Go to the line that includes "In this picture, where can the heineken cup rugby" and retype it, then every line after it to the end of the data, adding nothing.
*** Supplied data ***
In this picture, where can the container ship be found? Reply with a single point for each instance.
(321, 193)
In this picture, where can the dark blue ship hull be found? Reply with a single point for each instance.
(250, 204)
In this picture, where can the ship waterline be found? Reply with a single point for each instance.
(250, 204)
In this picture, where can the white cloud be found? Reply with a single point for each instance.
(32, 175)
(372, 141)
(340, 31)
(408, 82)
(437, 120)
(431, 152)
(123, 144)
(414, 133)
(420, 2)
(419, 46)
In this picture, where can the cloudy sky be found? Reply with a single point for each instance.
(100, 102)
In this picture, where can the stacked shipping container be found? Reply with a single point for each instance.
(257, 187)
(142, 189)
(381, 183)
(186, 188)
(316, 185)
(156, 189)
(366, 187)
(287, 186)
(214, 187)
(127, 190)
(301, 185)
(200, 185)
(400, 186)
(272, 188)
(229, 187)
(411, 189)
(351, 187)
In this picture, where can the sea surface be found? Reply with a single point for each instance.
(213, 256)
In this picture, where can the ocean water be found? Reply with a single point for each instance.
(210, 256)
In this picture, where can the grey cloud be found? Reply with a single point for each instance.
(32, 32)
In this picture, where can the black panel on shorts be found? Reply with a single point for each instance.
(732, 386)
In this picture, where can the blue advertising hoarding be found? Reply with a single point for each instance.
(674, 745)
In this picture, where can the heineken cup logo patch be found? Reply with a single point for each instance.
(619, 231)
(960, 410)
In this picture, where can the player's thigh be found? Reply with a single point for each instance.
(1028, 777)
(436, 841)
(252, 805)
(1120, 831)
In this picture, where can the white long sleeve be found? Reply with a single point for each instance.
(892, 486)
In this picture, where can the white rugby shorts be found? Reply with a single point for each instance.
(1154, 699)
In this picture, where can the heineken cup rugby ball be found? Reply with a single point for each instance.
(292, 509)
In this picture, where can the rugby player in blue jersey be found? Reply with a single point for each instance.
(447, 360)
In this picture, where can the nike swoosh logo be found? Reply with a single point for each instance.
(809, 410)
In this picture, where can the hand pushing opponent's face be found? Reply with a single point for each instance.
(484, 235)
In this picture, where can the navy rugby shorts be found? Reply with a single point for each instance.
*** End of Supplied data ***
** Result for this task **
In this picture, where can the heineken cup rugby ball be found? Reply with a single point for each instance.
(292, 509)
In this picture, where can the rugby player in blue jersey be found? Reply with a single point for each instance.
(447, 360)
In this picture, where can the nike swoosh logo be found? Reply with a single point for each instance.
(809, 410)
In this picture, where can the hand pushing opponent's face be found? Reply with a single point for each instance.
(484, 235)
In this picture, where can the navy rugby shorts be found? Reply with a single point for each instance.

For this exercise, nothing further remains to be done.